Begin
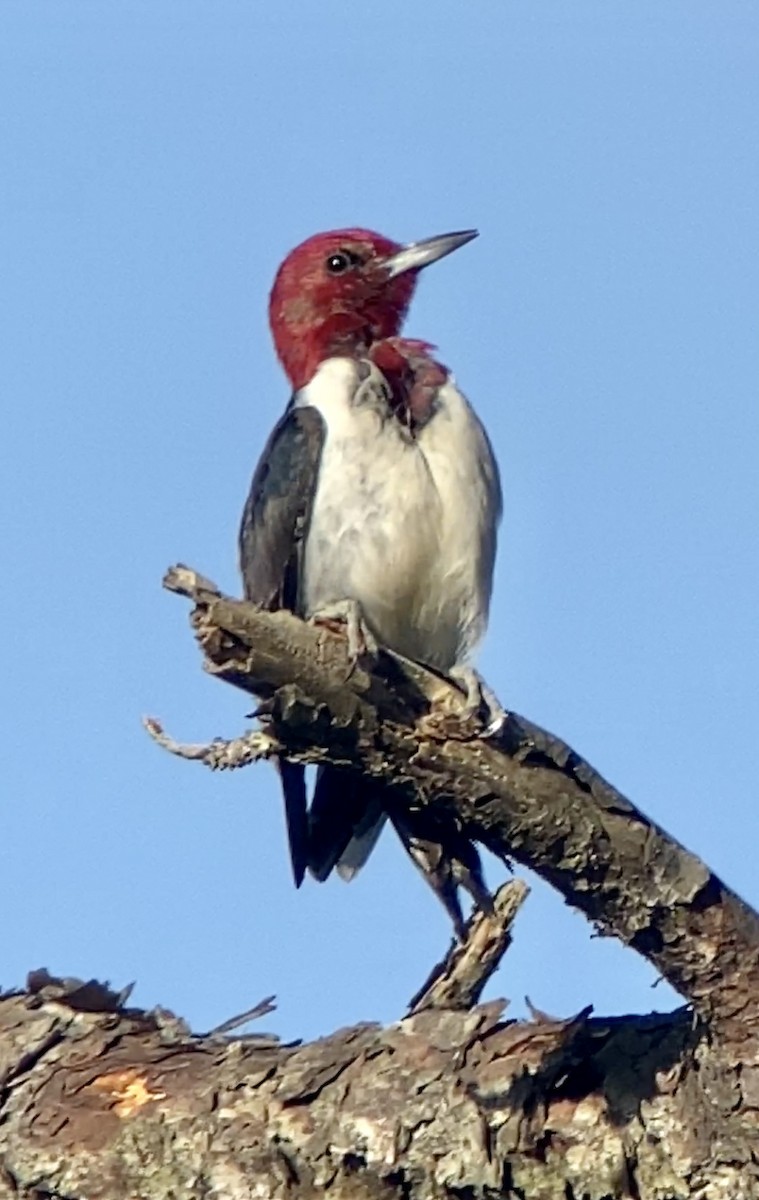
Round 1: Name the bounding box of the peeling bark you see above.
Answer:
[0,569,759,1200]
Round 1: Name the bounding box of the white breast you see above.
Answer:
[295,359,501,670]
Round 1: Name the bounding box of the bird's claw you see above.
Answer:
[309,600,380,678]
[449,666,508,738]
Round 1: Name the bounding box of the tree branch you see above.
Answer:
[149,568,759,1057]
[0,972,730,1200]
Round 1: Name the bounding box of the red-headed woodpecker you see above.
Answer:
[240,229,501,931]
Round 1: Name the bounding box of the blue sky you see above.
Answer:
[0,0,759,1037]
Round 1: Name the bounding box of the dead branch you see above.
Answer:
[151,568,759,1061]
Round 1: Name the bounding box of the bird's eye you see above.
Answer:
[327,250,359,275]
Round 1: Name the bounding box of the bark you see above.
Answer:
[0,569,759,1200]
End
» STATED EXERCISE
Reproduce the lines of the records from the line containing "Round 1: Name the bounding box of the dead" through the end of the records, inclusive, substituting "broken branch" for "dead branch" and leaving everything else unchanged.

» ANSWER TO THE PROBLEM
Round 1: Name the bounding box of the broken branch you see above.
Answer:
[151,568,759,1061]
Round 1: Name the bounding box of the bird's eye you see above.
Answer:
[327,250,359,275]
Round 1: Name the bounding box of the bark you see above.
Answer:
[0,569,759,1200]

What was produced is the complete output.